Document extract:
************

Fast forward to the United Nations General Assembly (UNGA) 2021 – and what a difference two years can make. In my last post, I offered a critique of Barbados Prime Minister Mia Mottley’s somewhat unfocused speech at the UNGA in 2019.
Well, the world has changed. Ms. Mottley’s 2021 speech hit home and gave the media something to get excited about. It was shorter (thankfully) and much more sharply focused, and mostly hit the proverbial nail on the head. Certainly the note of urgency was there, as there has been in many recent speeches. But as I said in my post yesterday, actions speak louder than words. Yes, we know – it’s all urgent. Everything appears to be coming to a head.
You can watch the speech here, although I haven’t found the transcript yet. There was the Bob Marley quote (well, not an exact quote), and the smartphone, which immediately attracted some good media headlines. Despite these gimmicks, there was a refreshing lack of “political correctness.”
Ms. Mottley was among 13 women leaders speaking at the UNGA over the first four days. She spoke to a three-quarters empty hall. Although less than ten percent of the total, PBS points out this was more than last year. There are more women heads of state also now globally (a grand total of 24).
Multilateralism is a must! Yet, is the United Nations failing small states like Barbados and others? There has been little progress in the past two years on certain regional matters, like the U.S. embargo on Cuba or territorial disputes, that Ms. Mottley discussed in 2019. Certainly not on climate change.

************

Entries provided:

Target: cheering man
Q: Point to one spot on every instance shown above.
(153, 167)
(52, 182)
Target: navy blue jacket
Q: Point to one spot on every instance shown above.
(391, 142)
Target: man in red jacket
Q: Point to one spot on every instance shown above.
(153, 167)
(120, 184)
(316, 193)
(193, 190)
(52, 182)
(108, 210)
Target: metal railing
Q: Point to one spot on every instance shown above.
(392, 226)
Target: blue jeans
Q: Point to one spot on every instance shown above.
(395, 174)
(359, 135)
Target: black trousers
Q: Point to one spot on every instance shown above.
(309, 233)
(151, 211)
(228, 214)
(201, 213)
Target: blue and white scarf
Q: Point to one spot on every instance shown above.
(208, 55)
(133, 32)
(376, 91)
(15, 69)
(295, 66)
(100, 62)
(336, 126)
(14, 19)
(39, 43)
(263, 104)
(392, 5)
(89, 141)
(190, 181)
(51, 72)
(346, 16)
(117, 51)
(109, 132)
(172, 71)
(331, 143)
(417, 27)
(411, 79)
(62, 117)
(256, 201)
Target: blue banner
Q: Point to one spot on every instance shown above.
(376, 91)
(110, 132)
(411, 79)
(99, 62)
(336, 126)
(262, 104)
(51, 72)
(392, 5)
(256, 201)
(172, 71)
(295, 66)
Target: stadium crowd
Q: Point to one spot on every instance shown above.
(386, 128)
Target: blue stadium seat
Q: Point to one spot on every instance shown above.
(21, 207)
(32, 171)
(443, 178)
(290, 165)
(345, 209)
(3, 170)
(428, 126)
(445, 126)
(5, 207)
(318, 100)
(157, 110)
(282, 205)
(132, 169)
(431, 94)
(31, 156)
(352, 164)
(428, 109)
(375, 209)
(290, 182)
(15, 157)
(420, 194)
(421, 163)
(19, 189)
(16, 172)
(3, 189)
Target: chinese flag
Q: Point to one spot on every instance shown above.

************

Assignment A:
In the post on Mia Mottley's UNGA speech, how many women leaders spoke at the UNGA over the first four days?
Assignment B:
Write a continuation of the post on Mia Mottley's UNGA speech, picking up after its final sentence.
The listing has no connection to the post on Mia Mottley's UNGA speech.

Answer area A:
Thirteen women leaders spoke.

Answer area B:
It is not that we do not have enough resources for all, Ms. Mottley stressed; it is just the inequality of distribution. Beware the “faceless few” who care not, and clutch their profits tightly to their chests. “This age dangerously resembles that of a century ago,” she added – the eve of the Great Depression, when my own father was born. Ah, she began to get warm here. “This is not science fiction,” she repeated as in her 2019 speech. I often feel as if we are living in a sci-fi movie, though. Danger there is. (I am currently reading Asimov and Philip K Dick, prophets in their time).
Time is a strange thing. In all our long COVID-19 lockdowns and curfews, I have had the chance to reflect on how it stands still, rewinds and almost seems to repeat itself. Thinking back 100 years does not give any solace. What have we learned?
We have to hold world leaders’ feet to the fire. But, I contend, we in the Caribbean must not only talk, but take action for our fragile islands – and stop ravaging our environments – which we do also in the name of big profits, for mining companies, cruise ship lines, global hotel chains (and our own local elites).
Yes, we can point fingers. Let’s do our part, however small, if we love our country, our region and our people.
That’s my speech! Let’s keep our fingers crossed, while doing whatever we can.